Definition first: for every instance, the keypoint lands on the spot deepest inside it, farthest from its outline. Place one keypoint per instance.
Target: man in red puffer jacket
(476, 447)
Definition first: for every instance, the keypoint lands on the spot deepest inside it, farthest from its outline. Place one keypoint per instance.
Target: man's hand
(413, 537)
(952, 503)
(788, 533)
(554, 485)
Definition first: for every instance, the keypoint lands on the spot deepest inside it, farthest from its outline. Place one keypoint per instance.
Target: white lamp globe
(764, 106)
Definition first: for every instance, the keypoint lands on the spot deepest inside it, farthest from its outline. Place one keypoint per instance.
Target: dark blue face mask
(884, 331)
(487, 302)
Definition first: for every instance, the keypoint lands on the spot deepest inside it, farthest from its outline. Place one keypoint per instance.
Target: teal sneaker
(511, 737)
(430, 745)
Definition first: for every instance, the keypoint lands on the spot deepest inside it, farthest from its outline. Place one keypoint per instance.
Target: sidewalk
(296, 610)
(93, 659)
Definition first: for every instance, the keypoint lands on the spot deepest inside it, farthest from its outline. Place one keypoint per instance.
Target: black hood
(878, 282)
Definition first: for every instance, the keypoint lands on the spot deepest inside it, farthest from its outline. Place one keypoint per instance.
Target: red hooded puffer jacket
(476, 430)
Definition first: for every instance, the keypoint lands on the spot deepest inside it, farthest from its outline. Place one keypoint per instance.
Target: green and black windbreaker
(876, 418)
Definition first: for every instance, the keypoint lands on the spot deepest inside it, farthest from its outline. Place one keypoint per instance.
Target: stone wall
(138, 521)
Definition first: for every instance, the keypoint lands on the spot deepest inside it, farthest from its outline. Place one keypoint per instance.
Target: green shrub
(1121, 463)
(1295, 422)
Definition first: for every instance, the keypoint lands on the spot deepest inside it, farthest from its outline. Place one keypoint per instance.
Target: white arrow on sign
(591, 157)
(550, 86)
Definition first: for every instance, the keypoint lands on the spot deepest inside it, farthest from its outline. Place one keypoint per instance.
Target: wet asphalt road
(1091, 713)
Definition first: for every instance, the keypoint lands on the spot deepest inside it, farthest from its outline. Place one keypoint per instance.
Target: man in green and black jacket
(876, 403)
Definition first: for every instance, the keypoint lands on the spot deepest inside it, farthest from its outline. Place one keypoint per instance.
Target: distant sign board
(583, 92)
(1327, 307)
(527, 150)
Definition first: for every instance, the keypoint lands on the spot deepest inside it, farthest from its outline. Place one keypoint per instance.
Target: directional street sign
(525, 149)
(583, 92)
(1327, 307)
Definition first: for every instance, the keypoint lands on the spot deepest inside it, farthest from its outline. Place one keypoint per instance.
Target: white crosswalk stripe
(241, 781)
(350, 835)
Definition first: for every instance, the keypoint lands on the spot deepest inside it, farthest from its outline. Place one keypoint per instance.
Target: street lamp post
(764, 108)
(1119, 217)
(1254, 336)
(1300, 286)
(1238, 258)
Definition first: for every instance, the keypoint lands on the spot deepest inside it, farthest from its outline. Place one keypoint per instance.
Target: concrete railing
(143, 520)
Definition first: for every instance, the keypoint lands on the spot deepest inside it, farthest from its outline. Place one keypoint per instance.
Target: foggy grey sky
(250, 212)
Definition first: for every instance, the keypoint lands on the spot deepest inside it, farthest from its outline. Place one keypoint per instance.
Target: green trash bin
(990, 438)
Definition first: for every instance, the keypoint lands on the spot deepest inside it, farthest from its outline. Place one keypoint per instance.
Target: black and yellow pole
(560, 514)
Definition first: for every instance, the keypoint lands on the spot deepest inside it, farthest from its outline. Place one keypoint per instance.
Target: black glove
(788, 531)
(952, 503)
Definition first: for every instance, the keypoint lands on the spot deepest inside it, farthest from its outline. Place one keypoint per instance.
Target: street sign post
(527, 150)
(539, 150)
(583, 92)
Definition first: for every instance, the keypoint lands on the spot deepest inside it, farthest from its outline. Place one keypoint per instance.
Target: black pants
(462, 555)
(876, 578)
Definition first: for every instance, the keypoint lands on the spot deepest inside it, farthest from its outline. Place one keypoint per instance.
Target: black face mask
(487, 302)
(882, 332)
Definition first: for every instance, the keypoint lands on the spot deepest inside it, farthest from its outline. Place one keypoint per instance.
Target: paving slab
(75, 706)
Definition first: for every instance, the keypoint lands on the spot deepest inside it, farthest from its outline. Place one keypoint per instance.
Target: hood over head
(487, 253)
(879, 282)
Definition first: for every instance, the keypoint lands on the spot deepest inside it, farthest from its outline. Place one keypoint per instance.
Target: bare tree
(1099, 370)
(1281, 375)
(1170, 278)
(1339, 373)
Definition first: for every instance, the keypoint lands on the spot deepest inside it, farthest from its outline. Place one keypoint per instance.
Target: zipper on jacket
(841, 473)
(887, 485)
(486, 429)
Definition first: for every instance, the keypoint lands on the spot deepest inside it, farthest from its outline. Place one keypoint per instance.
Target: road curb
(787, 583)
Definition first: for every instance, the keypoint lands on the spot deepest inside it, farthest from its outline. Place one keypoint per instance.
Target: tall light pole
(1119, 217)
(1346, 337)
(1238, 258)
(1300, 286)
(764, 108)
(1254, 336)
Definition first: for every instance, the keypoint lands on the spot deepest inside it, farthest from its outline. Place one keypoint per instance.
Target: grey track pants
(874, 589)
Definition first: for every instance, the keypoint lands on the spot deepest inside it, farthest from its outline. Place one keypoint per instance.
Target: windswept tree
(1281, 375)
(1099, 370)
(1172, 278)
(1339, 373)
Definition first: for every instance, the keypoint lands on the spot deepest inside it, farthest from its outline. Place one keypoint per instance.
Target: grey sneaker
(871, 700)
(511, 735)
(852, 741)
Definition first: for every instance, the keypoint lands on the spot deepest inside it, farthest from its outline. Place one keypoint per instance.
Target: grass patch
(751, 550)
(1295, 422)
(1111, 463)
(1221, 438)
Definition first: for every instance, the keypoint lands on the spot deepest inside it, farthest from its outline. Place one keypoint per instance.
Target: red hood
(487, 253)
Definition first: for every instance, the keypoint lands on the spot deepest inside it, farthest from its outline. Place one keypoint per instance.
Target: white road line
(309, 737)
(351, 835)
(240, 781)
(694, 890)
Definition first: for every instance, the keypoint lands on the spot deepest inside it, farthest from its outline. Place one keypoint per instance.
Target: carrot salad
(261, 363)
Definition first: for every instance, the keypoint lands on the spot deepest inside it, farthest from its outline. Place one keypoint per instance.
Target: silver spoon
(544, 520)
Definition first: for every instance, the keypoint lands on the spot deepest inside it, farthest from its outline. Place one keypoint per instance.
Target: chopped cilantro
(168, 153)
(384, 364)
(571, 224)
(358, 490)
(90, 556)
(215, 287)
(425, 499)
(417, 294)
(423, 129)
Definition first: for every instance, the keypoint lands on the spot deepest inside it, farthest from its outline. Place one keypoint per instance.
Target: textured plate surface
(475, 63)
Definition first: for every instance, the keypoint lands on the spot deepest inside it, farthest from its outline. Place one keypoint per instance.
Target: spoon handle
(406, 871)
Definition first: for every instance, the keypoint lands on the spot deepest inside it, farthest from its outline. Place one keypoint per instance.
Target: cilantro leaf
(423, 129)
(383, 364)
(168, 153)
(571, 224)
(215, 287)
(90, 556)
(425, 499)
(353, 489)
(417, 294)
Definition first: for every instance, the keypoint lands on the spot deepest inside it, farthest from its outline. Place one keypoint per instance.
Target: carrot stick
────────────────────────────────────────
### Exercise goal
All of the data needs to be reproduced exactly, with no line missing.

### Response to this task
Definition first: for every instance, the keypoint lands on the spot deepest inside it, farthest from its outline. Place one keypoint per instance.
Target: man in red puffer jacket
(476, 447)
Definition first: for every instance, the keypoint lands on the spot deepest inside it, farthest from its outline. Place one keypoint per instance.
Target: man's hand
(413, 537)
(952, 503)
(788, 533)
(554, 485)
Definition first: for every instance, the keypoint lands on the spot deepest inside it, farthest from its outline. Place one keypoint per instance.
Target: white lamp globe
(764, 106)
Definition first: for every instance, the keypoint lands on the spot deepest inside it, farthest from its outline. Place one keypoint per instance.
Target: dark blue face mask
(884, 331)
(487, 302)
Definition first: for every instance, the keypoint lands on the spot deepest inside it, farthest from its outline. Place one keypoint per instance.
Target: teal sneaker
(511, 737)
(430, 745)
Definition first: for every instance, the keypoint lands on the spot deepest inside it, farthest from its outline. Place one keypoint per instance.
Target: sidewalk
(296, 610)
(93, 659)
Definition first: for every instance, the keypoint lands on the spot deepest inside it, farthest from its outline. Place one keypoint per instance.
Target: black hood
(878, 282)
Definition first: for every instance, the keypoint lands on the spot deepest inside it, farthest from its outline. Place one keypoint per instance.
Target: red hooded puffer jacket
(476, 430)
Definition first: for every instance, the keypoint lands on the spot deepest inside it, farthest from its outline. Place one keypoint per instance.
Target: green and black windbreaker
(876, 418)
Definition first: for every instance, the keypoint lands on the spot deepest inside it, farthest from its outline. Place one keypoint per instance.
Target: stone wall
(138, 521)
Definition first: for every instance, the keypoint lands on the spot deepest inside it, farthest from its outline. Place one keypoint per instance.
Target: green shrub
(1121, 463)
(1295, 422)
Definition first: for every instance, the keypoint lands on the spot deepest inside it, farthest from its outline. Place one keypoint per instance.
Target: white arrow on sign
(591, 157)
(550, 86)
Definition first: for every instance, the keypoint lands on the spot deepest inside it, farthest from its outline. Place one keypoint per instance.
Target: wet asphalt road
(1091, 713)
Definition first: for every instance, the keypoint lands on the spot deepest inside it, farthest from its outline. Place one keypoint per instance.
Target: man in green and black jacket
(876, 403)
Definition first: for every instance, the keypoint lands on the spot deepest inside it, farthest from its outline. Place one keypoint per instance.
Target: distant sign board
(583, 92)
(1327, 307)
(527, 150)
Definition first: for every instance, the keypoint lands on the spot deepest inside it, farthest from its outline. Place one keypoint per instance.
Target: directional street sign
(525, 149)
(583, 92)
(1327, 307)
Definition first: for every instance, the keypoint lands on the spot deepest inside it, farthest from its outline. Place one keypoint per instance.
Target: white crosswalk stripe
(241, 781)
(350, 835)
Definition first: for every instance, the keypoint lands on the spot deepest inside it, farthest from its outline. Place one keypoint per instance.
Target: street lamp post
(764, 108)
(1119, 217)
(1254, 336)
(1300, 286)
(1238, 258)
Definition first: for every instance, the keypoint lands on the spot deepest inside it, farthest from its outline. Place one keypoint per instance.
Target: concrete railing
(143, 520)
Definition first: for every instance, the keypoint lands on the spot deepest inside it, farthest from its outline. Place one keypoint per instance.
Target: foggy grey sky
(250, 212)
Definition first: for every instance, the keypoint lands on the spot deepest inside it, farthest from its outline. Place one keypoint per instance.
Target: green trash bin
(990, 438)
Definition first: for every instance, the keypoint lands on the spot deepest inside it, farthest from its outline. Place one keypoint per instance.
Target: black and yellow pole
(560, 514)
Definition first: for every instance, the keypoint lands on the spot deepest inside it, farthest from its outline. Place one keypoint per instance.
Target: black glove
(788, 531)
(952, 503)
Definition first: for every instance, the keypoint lands on the spot deepest inside it, farthest from its outline. Place one keypoint per instance.
Target: street sign post
(527, 150)
(539, 150)
(583, 92)
Definition first: for every instance, the keypoint lands on the spot deepest inside it, farthest from its outline. Place one keypoint per instance.
Target: black pants
(462, 555)
(876, 578)
Definition first: for every instance, the keypoint lands on the spot deepest inside it, farthest from its outline. Place one keypoint per instance.
Target: black face mask
(487, 302)
(882, 332)
Definition first: for every instance, the keypoint lands on the spot deepest inside it, farthest from its outline. Place one keypoint per instance.
Target: paving slab
(75, 706)
Definition first: for every instance, the keypoint lands on the spot deepest inside it, farthest from its outline. Place one keypoint per instance.
Target: hood over head
(487, 253)
(879, 282)
Definition first: for every instance, the keypoint lands on the spot deepest inside it, farthest from its outline. Place one keypoint per instance.
Target: bare tree
(1099, 370)
(1281, 375)
(1170, 278)
(1339, 373)
Definition first: for every instance, the keypoint lands on the spot deepest inside it, farthest from its outline. Place one keypoint per instance.
Target: zipper on jacket
(841, 473)
(887, 485)
(486, 429)
Definition first: for every instance, the keypoint lands on the spot deepest inside it, farthest from its outline. Place one keypoint per instance.
Target: road curb
(787, 583)
Definition first: for every instance, the keypoint lands on the spot deepest inside it, farthest from its outline. Place one keypoint per instance.
Target: tall light pole
(1119, 217)
(1346, 337)
(1238, 258)
(1300, 286)
(764, 108)
(1254, 336)
Definition first: for every instance, the keypoint lands on the spot deepest inside it, farthest from its outline. Place one keypoint per instance.
Target: grey track pants
(874, 589)
Definition first: for every instance, the keypoint lands on the spot deepest inside it, farthest from its outline. Place one keypoint per instance.
Target: windswept tree
(1281, 375)
(1099, 370)
(1172, 278)
(1339, 373)
Definition first: for every instance, the keypoint lands on the spot deepest inside it, farthest from its outline. Place one keypoint per instance.
Target: grey sneaker
(871, 700)
(511, 735)
(852, 741)
Definition first: for every instance, the keypoint lands on the spot deepest inside it, farthest from its outline. Place one keypoint per instance.
Target: grass patch
(751, 550)
(1295, 422)
(1111, 463)
(1221, 438)
Definition first: for every instance, the keypoint lands on the spot deepest inside it, farthest from its outline. Place one keypoint per instance.
Target: red hood
(487, 253)
Definition first: for every instance, the keypoint lands on the spot deepest inside it, farthest from its outline. Place one keypoint per instance.
Target: white road line
(309, 737)
(351, 835)
(240, 781)
(694, 890)
Definition first: for every instance, the keypoint lands on the spot deepest inside it, farthest from its outline. Place one keypoint per instance.
Target: carrot salad
(261, 363)
Definition first: for every instance, the keypoint lands on the spot deepest inside it, farthest from its outline. Place one keypoint per instance.
Target: silver spoon
(544, 520)
Definition first: for every instance, the keypoint lands on the spot deepest inside it, farthest from its outline. Place one keypoint per instance.
Target: chopped cilantro
(168, 153)
(384, 364)
(571, 224)
(358, 490)
(90, 556)
(215, 287)
(425, 499)
(417, 294)
(423, 129)
Definition first: for every instance, the keypoint lands on the spot deepest inside it, farthest from its outline. Place one keypoint per instance.
Target: textured plate surface
(475, 63)
Definition first: for every instance, the keypoint lands on the spot deepest inside it, farthest from its outline. Place one keypoint per instance.
Target: spoon handle
(406, 871)
Definition first: for every instance, the keypoint lands on the spot deepest inside it, farthest from its outline. Place one keypoint per instance.
Target: cilantro leaf
(423, 129)
(383, 364)
(168, 153)
(571, 224)
(215, 287)
(90, 556)
(425, 499)
(353, 489)
(417, 294)
Definition first: for every instance, the keypoint lands on the spot deepest inside it, farthest from its outline. Place one keypoint per instance.
Target: carrot stick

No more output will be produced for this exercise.